* Start AVAILABLE RECORDS *

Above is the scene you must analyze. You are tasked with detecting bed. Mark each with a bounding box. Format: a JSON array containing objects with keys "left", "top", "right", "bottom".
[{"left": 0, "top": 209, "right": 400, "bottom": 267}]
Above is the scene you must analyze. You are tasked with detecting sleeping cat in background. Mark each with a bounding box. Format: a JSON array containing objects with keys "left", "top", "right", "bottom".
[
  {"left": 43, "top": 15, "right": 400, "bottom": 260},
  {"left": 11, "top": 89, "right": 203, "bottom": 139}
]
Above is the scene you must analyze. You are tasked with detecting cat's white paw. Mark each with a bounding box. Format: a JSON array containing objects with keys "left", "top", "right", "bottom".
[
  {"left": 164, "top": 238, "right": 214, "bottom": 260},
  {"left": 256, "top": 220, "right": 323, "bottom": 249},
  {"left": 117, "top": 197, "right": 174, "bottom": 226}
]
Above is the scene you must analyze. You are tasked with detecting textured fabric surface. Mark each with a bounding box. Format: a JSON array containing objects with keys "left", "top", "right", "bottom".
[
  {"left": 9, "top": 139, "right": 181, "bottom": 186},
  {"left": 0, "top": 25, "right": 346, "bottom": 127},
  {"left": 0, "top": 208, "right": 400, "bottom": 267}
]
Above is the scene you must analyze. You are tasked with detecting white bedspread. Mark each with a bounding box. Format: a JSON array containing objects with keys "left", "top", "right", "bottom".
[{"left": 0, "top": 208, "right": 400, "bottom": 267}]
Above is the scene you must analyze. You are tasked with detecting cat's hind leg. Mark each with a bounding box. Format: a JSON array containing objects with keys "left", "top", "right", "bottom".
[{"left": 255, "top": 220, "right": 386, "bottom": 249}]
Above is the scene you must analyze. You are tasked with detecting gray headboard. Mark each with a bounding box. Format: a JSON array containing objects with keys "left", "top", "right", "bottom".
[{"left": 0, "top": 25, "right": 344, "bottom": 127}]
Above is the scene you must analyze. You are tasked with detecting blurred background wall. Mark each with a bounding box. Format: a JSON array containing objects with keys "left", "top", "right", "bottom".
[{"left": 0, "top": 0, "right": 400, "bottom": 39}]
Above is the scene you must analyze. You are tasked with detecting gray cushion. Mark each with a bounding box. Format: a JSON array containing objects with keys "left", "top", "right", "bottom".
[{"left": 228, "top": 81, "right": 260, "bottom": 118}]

* End AVAILABLE RECORDS *

GOAL OF THE EXERCISE: Pull out each line above that contains the word "white". Case counts.

EXERCISE ANSWER:
Above is the scene you must analyze. You are tasked with detecting cat's white paw. Mark each with a bounding box. Format: a JSON array containing objects with keys "left", "top", "right", "bottom".
Above is the scene you must analyze. You are tasked with detecting white bedspread. Mark each with a bounding box. Format: a JSON array containing objects with keys "left", "top", "right", "bottom".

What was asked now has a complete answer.